Dear all,
I have patient data (microarray data > 100 samples, very noisy) - and as always there are many factors (disease/control, infection, age, sex, treatment, cohort, pmi, batch/scandate).
So my question is basically a generell question concerning combat. I am interested in two biological variables - disease/control and infection. Should/can I correct for the others by running combat sequentially? If yes, what about the order? This does influence the outcome.
Or is multiple batch correction basically overfitting the data?
Thank you very much!
Best,
Julia
Thank you very much for your answer! Very helpful!
I have done something similar to what you described.
Combat cannot take multiple batched at the same time - so I used it sequentially giving it a batch to correct for and a design matrix with my interesting factor plus covariates (uninteresting factors) - I omitted the uninteresting factor I have corrected for in the next step in the design matrix until I only had the interesting factors left.
But thanks! I will give removeBatchEffect a try.
Iterative regression is probably a bad idea if the uninteresting factors are not all orthogonal to the interesting ones. Earlier iterations would not include relevant factors in the model, resulting in biased estimation of the terms that were included. This becomes an issue if you try to use the biased coefficients for regression. The variance in earlier iterations would also be inflated by the effects of missing factors, which might interfere with ComBat's empirical Bayes shrinkage.
Thanks again! It was suggested previously as a solution to Combat not being able to handle multiple batches, but I did not feel very confident about it.

==================================================

▶ [What you need to do]:
1 - List every factor that the ComBat batch correction thread names in its list of factors in the patient data.
2 - In the ComBat batch correction thread, which function does the original poster say they will try?
3 - Reproduce the passage of the ComBat batch correction thread that opens with the words containing "Thank you very much!" and closes with "removeBatchEffect a try.".

==================================================

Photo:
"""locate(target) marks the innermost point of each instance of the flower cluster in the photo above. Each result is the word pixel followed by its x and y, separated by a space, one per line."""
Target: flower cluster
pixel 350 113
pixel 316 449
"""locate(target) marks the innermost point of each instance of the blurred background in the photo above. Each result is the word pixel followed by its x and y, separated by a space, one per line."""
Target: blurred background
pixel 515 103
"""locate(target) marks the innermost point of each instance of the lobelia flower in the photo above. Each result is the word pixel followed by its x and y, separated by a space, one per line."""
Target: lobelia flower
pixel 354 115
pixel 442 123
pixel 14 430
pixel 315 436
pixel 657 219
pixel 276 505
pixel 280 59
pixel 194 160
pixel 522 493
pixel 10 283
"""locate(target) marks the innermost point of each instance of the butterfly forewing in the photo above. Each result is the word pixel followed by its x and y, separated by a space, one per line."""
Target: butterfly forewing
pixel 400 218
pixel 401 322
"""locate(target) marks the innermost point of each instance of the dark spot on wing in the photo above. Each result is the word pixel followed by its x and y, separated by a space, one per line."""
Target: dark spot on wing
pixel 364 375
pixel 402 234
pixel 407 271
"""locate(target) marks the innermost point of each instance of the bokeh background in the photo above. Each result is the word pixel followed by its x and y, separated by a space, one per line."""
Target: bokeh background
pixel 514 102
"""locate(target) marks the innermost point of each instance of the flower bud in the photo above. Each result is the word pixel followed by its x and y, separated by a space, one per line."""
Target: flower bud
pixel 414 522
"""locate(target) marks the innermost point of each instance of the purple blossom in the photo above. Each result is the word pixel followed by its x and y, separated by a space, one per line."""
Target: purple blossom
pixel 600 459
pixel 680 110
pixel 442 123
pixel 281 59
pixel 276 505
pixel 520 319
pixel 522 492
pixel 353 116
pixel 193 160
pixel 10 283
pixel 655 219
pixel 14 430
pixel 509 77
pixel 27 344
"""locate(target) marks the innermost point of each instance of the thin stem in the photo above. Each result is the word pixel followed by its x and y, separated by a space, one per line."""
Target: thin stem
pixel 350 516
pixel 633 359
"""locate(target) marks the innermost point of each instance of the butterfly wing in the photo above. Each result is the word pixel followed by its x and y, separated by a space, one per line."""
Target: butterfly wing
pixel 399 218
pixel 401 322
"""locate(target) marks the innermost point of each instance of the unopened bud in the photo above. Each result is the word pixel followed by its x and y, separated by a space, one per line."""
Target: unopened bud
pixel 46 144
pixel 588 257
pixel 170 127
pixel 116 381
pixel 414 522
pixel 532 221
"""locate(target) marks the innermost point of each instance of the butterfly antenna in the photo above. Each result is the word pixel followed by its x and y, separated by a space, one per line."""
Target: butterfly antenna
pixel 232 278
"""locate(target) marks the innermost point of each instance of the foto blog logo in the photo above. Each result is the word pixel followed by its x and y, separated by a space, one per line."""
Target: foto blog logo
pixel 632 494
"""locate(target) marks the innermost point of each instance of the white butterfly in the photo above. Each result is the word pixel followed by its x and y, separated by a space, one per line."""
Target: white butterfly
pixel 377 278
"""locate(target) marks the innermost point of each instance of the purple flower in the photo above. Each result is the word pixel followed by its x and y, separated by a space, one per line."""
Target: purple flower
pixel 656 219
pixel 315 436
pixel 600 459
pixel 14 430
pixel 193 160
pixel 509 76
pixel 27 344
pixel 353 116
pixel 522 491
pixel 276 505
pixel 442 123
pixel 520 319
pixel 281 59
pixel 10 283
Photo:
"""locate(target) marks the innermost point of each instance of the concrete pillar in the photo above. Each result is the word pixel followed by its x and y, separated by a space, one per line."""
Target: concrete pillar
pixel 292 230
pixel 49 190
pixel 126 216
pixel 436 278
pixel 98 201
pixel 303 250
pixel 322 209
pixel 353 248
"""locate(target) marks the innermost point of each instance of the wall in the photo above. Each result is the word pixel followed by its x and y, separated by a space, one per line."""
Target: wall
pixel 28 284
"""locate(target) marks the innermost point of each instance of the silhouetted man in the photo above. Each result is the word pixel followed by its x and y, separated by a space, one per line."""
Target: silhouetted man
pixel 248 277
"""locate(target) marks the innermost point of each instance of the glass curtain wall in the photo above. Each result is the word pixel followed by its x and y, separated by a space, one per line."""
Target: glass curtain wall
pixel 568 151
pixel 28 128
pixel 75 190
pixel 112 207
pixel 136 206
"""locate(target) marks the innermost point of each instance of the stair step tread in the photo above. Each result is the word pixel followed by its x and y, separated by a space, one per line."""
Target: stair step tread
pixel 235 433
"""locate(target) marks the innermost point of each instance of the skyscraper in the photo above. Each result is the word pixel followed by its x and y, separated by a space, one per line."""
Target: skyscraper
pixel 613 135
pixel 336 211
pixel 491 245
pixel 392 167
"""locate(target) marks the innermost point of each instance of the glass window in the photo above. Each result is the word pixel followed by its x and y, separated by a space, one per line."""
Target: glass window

==================================================

▶ [Solutions by task]:
1 - disease/control, infection, age, sex, treatment, cohort, pmi, batch/scandate

2 - removeBatchEffect

3 -
Thank you very much!
Best,
Julia
Thank you very much for your answer! Very helpful!
I have done something similar to what you described.
Combat cannot take multiple batched at the same time - so I used it sequentially giving it a batch to correct for and a design matrix with my interesting factor plus covariates (uninteresting factors) - I omitted the uninteresting factor I have corrected for in the next step in the design matrix until I only had the interesting factors left.
But thanks! I will give removeBatchEffect a try.